Task description :: When you copy the data, keep every line exactly as written and skip the pictures.

==========

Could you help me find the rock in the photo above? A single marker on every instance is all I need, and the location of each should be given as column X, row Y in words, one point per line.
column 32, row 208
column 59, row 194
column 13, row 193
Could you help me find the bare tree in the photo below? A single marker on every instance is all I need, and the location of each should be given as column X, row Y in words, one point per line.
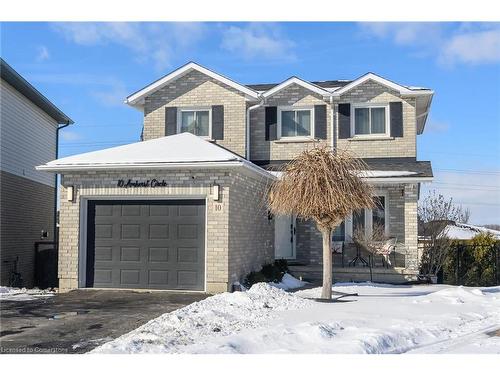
column 324, row 187
column 434, row 213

==========

Expected output ::
Could you help me find the rock in the photo above? A single marker on every instance is all I need, and the location of each should be given as column X, row Y in words, one point per line.
column 32, row 208
column 59, row 194
column 13, row 193
Could you help me find the bare tree in the photo below? A single marker on every instance is all I need, and the location of each should be given as column X, row Y in words, one point per line.
column 324, row 187
column 434, row 213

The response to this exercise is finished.